── DATA TO EXAMINE ──

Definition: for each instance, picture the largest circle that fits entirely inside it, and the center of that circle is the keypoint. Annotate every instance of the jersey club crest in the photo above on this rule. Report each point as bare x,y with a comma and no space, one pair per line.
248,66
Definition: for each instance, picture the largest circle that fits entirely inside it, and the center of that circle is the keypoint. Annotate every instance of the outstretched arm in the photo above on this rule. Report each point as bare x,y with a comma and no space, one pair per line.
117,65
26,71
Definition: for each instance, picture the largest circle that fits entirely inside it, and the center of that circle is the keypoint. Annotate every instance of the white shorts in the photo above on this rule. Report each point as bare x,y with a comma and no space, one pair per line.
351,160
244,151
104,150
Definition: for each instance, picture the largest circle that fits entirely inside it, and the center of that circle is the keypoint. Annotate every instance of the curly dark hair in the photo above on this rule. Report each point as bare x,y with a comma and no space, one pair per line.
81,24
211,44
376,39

───

### TASK OBJECTIVE
Retype the entries one by one, exactly.

### EXERCISE ANSWER
Definition: for each instance, picture the largest circle that fits entirely inside it, and the center of that circle is the keypoint. Annotate every instance of the jersey club crest in the photo above on this rule. Report each point as bare x,y with a comma and no space, one pair per line.
248,66
Definition: for each instance, picture the largest circle that fits entirely inside it, and the center of that circle is the keypoint. Annotate every instance of the outstretched arm in the photo above on this rule. Report each point as bare x,y with a comma and no space, one pair per line.
117,65
26,71
Definition: for each instance, picture the largest circle that fits entirely inside it, and the center of that circle is the keypoint. Annotate every instance of the white shorts in the photo above on this rule. Report each point as bare x,y with a comma and no space, one pair per line.
351,160
244,151
104,150
Definition: for each instance, picture the largest circle that fits entirely inside it, and the center of that circle is the keypoint. Annotate every instance of the curly dark hair in the photo above on this rule. Report each point as bare x,y with a comma and no space, one pair per line.
81,24
211,44
376,39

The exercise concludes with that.